▶ _What you are asked to do_:
Rewrite the records below with every "keypoint" changed to "marker" and all other text left as it is. Leave the pictures out.

▶ _Data provided_:
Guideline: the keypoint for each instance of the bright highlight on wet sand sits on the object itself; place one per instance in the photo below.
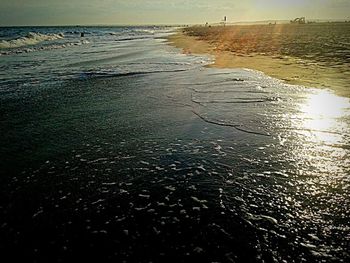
(202, 143)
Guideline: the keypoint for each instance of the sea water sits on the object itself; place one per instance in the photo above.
(116, 146)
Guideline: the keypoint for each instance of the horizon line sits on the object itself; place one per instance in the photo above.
(176, 24)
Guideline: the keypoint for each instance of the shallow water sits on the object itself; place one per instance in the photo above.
(131, 151)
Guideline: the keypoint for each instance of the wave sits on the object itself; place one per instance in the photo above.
(30, 39)
(41, 48)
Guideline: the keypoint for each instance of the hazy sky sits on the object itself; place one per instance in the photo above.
(63, 12)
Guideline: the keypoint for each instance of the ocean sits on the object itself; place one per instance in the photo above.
(116, 146)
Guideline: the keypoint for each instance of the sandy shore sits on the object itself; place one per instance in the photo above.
(297, 54)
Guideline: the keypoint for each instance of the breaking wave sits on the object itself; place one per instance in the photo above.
(30, 39)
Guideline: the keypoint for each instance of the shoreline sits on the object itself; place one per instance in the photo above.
(291, 70)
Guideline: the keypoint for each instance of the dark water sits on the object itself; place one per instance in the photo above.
(151, 157)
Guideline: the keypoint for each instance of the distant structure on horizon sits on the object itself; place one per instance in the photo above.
(224, 21)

▶ _Answer to the problem_:
Guideline: the marker for each instance of the bright highlight on wet sand sits on the object itself; place one per instance in the photo below.
(202, 143)
Guideline: the marker for each instance of the sea water sits on the object itself; place one per instance in the photo above.
(116, 146)
Guideline: the marker for each instance of the horizon line sits on the object itself; place one per instance in the photo above.
(176, 24)
Guideline: the marker for each instance of the shallow water sits on the object itself; place one per instance in the photo above.
(131, 151)
Guideline: the marker for each instance of the wave sits on the object itself; place one per instance in the photo above.
(30, 39)
(41, 48)
Guideline: the marker for each instance of the hazy sky sits on the object itself; place one per instance in the photo above.
(63, 12)
Guideline: the marker for each instance of the ocean sits on the object itself; place one per instance in the photo above.
(116, 146)
Guideline: the marker for each instance of the sandy shore sits on the object itself; place one per instance in the photo above.
(297, 54)
Guideline: the marker for each instance of the breaking wave sits on the object itself; place one per instance in the photo above.
(30, 39)
Guideline: the marker for each instance of the shoreline sits on the object itself; place one per instance in the photo above.
(291, 70)
Guideline: the marker for each instance of the dark water sits on the object itself; place one per instance in the photo above.
(151, 157)
Guideline: the marker for each instance of the distant structure on horizon sits on the object itself; place one per instance in the photo above.
(224, 21)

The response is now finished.